— CONSIGNE —
Répondez à ces questions à l'aide de l'extrait sur le cardinal Barbarin.
1. Quel communicant Barbarin a-t-il choisi pour assurer sa défense médiatique ?
2. Dans quelle ville est-il passé le dernier dimanche de Pâques pour demander « personnellement pardon » aux victimes ?
3. Quelle phrase a-t-il lancée lors de la conférence de presse mentionnée dans l'extrait ?

Une forme d'aveu implicite

Le choix de Barbarin étonne. Choisir le communicant Guillaume Didier (ancien magistrat passé par des cabinets ministériels de droite, de Pascal Clément à Michèle Alliot-Marie en passant par Rachida Dati) pour assurer sa défense médiatique, c'est comme choisir naguère Jacques Vergès, avocat des pires causes perdues. Une forme d'aveu implicite.

Donc, voilà le Primat des Gaules saisi par la communication de crise. Et décidé à s'accrocher, coûte que coûte, à son siège lyonnais. Que s'accumulent les plaintes et les scandales, que se cumulent les indignations et les inquiétudes, l'évêque Barbarin ne cédera pas. Il ne démissionnera pas. Il jouera la montre judiciaire et la communication.

Désormais, tout ce que dit et fait Barbarin doit être lu en fonction des impératifs de sa com' de crise. Ce dernier dimanche de Pâques, par exemple, passant par Argenteuil, le cardinal en a profité pour demander "personnellement pardon" aux victimes d'actes pédophiles. Un premier mot, enfin, envers ceux qui ont souffert et souffrent encore. Enfin... Mais est-ce suffisant pour apaiser ces souffrances?

Le grand classique mea culpa salvateur

La figure du mea culpa salvateur est un grand classique de la communication de crise. Avouer quelque chose, confesser une faute, reconnaître une erreur, demander pardon, c'est la première chose que recommandent les communicants à leurs clients. Avouer, c'est déjà être à demi-pardonné disent-ils. Il est difficile de s'interdire de penser que le pardon pascal de Barbarin est d'abord et avant tout une opération de communication plus que la manifestation d'un repentir sincère. Le "personnellement pardon" du prélat tient plus de l'élément de langage que de la révélation divine.

On touche là à la difficulté qui attend Barbarin le communicant dans les semaines et les mois qui viennent. Sachant qu'il n'est de bonne communication que si cette dernière est la manifestation de l'authenticité, le cardinal parviendra-t-il à être authentique, donc à être dans la vérité, et de lui-même et de son magistère pastoral?

Jusqu'à aujourd'hui, Barbarin n'a paru authentique et vrai qu'en une occasion: lors de cette fameuse conférence de presse où il s'est exclamé "La majorité des faits, grâce à Dieu, sont prescrits". Propos spontané qui signifiait qu'il pensait alors se sortir des affaires dans lesquels il est enferré depuis des semaines. Il avait fallu l'intervention d'un journaliste, lui signalant que cette sortie pouvait heurter les victimes pour que le cardinal corrige le tir. Mais trop tard. Le mal était fait. L'image d'un Barbarin bien plus soucieux de son destin personnel, de son maintien en fonction que du sort des victimes s'est alors installée. Et elle va persister. Comme le disait Zola, la vérité est une arme terrible.

Le champ le plus réactionnaire qui puisse être

L'image de l'homme d'Eglise Barbarin est déjà très abîmée aux yeux de l'opinion. Et les révélations tombent, jour après jour, qui dessinent le portrait d'un hiérarque de l’Église qui cumule tous les travers de l'institution.

— ENREGISTREMENTS —

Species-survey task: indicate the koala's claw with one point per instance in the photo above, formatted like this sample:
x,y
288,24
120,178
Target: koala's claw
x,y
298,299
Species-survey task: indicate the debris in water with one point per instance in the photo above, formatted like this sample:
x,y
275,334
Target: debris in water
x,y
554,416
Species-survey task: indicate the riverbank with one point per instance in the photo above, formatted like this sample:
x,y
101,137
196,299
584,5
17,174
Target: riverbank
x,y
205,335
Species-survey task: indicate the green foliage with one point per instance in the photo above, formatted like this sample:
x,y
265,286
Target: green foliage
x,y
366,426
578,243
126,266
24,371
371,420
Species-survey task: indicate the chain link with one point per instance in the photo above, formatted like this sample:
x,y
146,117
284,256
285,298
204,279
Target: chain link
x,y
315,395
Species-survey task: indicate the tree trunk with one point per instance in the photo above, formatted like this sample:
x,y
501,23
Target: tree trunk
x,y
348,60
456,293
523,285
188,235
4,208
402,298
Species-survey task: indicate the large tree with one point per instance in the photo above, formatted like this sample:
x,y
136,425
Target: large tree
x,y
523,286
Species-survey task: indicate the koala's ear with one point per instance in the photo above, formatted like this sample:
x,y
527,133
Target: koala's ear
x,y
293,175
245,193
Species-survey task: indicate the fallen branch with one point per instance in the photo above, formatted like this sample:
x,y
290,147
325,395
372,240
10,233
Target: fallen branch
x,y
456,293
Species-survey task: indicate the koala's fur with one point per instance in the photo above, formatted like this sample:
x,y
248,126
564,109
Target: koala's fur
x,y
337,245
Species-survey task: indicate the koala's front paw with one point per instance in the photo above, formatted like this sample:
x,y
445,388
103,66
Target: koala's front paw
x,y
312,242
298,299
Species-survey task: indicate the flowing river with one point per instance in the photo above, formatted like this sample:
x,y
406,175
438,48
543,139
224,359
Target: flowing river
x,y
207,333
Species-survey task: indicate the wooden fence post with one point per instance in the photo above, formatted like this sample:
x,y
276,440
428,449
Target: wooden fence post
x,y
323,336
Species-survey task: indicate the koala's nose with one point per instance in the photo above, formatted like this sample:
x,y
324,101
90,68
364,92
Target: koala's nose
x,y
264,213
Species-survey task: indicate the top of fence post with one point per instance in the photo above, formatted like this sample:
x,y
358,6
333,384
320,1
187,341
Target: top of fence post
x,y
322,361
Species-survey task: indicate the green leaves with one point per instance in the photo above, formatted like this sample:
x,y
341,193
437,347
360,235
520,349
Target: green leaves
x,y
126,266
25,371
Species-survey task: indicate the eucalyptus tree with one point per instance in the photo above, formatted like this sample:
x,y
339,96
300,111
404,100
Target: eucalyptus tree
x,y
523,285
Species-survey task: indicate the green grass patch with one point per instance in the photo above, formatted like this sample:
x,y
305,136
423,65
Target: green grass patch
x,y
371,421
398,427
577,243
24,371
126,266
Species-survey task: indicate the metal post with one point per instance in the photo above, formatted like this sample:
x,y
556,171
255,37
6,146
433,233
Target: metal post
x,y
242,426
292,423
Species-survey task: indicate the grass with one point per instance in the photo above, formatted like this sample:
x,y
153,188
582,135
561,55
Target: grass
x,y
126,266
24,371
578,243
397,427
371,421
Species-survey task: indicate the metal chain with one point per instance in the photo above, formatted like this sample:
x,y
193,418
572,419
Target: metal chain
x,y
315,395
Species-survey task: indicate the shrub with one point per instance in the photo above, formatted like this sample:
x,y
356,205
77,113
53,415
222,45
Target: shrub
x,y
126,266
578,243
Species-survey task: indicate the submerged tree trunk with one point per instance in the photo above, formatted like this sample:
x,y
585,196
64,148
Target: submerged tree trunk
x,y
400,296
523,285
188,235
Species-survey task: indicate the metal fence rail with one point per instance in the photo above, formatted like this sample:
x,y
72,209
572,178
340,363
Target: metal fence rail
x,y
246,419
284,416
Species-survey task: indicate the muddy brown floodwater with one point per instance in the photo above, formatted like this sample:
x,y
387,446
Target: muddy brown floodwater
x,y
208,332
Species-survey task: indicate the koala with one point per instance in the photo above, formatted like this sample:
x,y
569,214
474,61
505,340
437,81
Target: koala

— CORRIGÉ COMPLET —
1. Guillaume Didier.
2. Argenteuil.
3. « La majorité des faits, grâce à Dieu, sont prescrits ».